Material shown section start
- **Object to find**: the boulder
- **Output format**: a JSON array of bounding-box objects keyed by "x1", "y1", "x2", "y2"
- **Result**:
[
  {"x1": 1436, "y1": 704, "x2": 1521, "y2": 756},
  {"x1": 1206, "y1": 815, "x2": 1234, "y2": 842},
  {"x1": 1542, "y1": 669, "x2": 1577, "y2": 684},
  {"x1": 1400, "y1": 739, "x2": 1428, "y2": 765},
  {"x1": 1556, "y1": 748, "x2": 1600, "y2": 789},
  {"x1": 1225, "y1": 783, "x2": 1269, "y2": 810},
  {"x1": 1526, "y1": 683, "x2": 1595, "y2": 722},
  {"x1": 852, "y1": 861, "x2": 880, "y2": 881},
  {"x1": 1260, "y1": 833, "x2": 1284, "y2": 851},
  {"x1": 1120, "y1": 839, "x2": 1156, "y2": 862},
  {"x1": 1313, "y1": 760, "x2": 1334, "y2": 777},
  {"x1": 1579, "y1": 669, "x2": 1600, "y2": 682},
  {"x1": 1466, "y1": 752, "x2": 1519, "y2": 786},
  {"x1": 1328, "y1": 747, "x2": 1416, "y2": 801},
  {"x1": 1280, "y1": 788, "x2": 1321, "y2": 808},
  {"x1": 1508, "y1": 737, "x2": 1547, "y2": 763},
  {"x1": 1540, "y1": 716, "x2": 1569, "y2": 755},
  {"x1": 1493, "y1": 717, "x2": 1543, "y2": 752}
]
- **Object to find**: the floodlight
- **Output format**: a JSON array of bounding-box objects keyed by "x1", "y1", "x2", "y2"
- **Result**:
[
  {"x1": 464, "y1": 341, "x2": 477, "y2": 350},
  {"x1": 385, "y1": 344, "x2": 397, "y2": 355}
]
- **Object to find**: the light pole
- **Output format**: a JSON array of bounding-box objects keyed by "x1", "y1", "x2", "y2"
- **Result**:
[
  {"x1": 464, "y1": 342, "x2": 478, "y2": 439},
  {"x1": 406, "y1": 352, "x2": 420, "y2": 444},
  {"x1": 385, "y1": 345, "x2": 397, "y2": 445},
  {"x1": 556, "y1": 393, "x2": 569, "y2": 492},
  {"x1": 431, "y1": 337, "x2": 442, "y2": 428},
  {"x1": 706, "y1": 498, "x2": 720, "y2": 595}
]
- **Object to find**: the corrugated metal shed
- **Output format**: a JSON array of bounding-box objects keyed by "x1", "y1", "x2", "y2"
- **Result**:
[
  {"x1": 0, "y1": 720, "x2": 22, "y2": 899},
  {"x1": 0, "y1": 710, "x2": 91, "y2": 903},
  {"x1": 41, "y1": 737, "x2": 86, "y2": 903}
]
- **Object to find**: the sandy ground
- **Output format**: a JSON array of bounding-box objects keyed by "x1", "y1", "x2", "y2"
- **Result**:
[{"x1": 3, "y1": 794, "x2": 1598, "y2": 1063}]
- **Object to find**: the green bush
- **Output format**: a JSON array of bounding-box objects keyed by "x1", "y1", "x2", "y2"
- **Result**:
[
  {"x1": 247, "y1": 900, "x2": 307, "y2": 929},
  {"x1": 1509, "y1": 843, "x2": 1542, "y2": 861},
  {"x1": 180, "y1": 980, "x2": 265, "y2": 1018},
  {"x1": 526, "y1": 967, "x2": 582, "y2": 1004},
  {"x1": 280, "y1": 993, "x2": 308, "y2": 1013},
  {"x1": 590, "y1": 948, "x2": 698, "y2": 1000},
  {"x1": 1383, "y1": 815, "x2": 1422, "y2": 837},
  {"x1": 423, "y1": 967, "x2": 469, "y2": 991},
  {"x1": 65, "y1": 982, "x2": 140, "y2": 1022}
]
Material shown section end
• [Prompt]:
Make an exact copy of every record listed above.

• [Solution]:
- **Object to find**: the boulder
- **Output format**: a JSON array of bounding-box objects keyed by "x1", "y1", "x2", "y2"
- **Result**:
[
  {"x1": 1436, "y1": 704, "x2": 1521, "y2": 756},
  {"x1": 1206, "y1": 815, "x2": 1234, "y2": 842},
  {"x1": 1542, "y1": 669, "x2": 1577, "y2": 684},
  {"x1": 1400, "y1": 739, "x2": 1428, "y2": 765},
  {"x1": 1556, "y1": 748, "x2": 1600, "y2": 789},
  {"x1": 1225, "y1": 783, "x2": 1269, "y2": 810},
  {"x1": 1526, "y1": 683, "x2": 1595, "y2": 722},
  {"x1": 852, "y1": 861, "x2": 880, "y2": 881},
  {"x1": 1260, "y1": 833, "x2": 1284, "y2": 851},
  {"x1": 1120, "y1": 839, "x2": 1156, "y2": 862},
  {"x1": 1313, "y1": 760, "x2": 1334, "y2": 777},
  {"x1": 1579, "y1": 669, "x2": 1600, "y2": 682},
  {"x1": 1466, "y1": 752, "x2": 1519, "y2": 786},
  {"x1": 1328, "y1": 747, "x2": 1416, "y2": 801},
  {"x1": 1280, "y1": 788, "x2": 1321, "y2": 808},
  {"x1": 1508, "y1": 737, "x2": 1547, "y2": 763},
  {"x1": 1540, "y1": 716, "x2": 1569, "y2": 755},
  {"x1": 1493, "y1": 717, "x2": 1543, "y2": 752}
]
- **Object to find**: the floodlight
- **Output format**: a JSON array of bounding-box objects keyed by "x1", "y1", "x2", "y2"
- **Result**:
[
  {"x1": 464, "y1": 341, "x2": 477, "y2": 350},
  {"x1": 385, "y1": 344, "x2": 397, "y2": 355}
]
- **Object to find**: the light pole
- **Output format**: a JSON array of bounding-box objects keyed by "x1", "y1", "x2", "y2"
- **Result**:
[
  {"x1": 464, "y1": 342, "x2": 478, "y2": 439},
  {"x1": 406, "y1": 352, "x2": 420, "y2": 444},
  {"x1": 385, "y1": 345, "x2": 397, "y2": 445},
  {"x1": 556, "y1": 393, "x2": 569, "y2": 492},
  {"x1": 431, "y1": 337, "x2": 442, "y2": 428},
  {"x1": 706, "y1": 498, "x2": 720, "y2": 595}
]
- **Object to find**: the corrugated metal shed
- **Output format**: a JSON array of bounding-box objects keyed by "x1", "y1", "x2", "y2"
- **Result**:
[
  {"x1": 0, "y1": 720, "x2": 22, "y2": 899},
  {"x1": 0, "y1": 710, "x2": 91, "y2": 903},
  {"x1": 41, "y1": 737, "x2": 86, "y2": 903}
]
- **Object to find**: the sandy ground
- **Output format**: a JSON array of bounding-box objects keyed by "x1", "y1", "x2", "y2"
- **Result**:
[{"x1": 3, "y1": 794, "x2": 1598, "y2": 1063}]
- **Object to find**: the green bush
- **Output format**: a JSON array of bounding-box objects keyed by "x1", "y1", "x2", "y2"
- **Result**:
[
  {"x1": 247, "y1": 900, "x2": 307, "y2": 929},
  {"x1": 1509, "y1": 843, "x2": 1542, "y2": 861},
  {"x1": 180, "y1": 980, "x2": 265, "y2": 1018},
  {"x1": 526, "y1": 967, "x2": 582, "y2": 1004},
  {"x1": 280, "y1": 993, "x2": 308, "y2": 1013},
  {"x1": 590, "y1": 948, "x2": 698, "y2": 1000},
  {"x1": 1383, "y1": 815, "x2": 1422, "y2": 837},
  {"x1": 423, "y1": 967, "x2": 469, "y2": 991},
  {"x1": 65, "y1": 982, "x2": 140, "y2": 1022}
]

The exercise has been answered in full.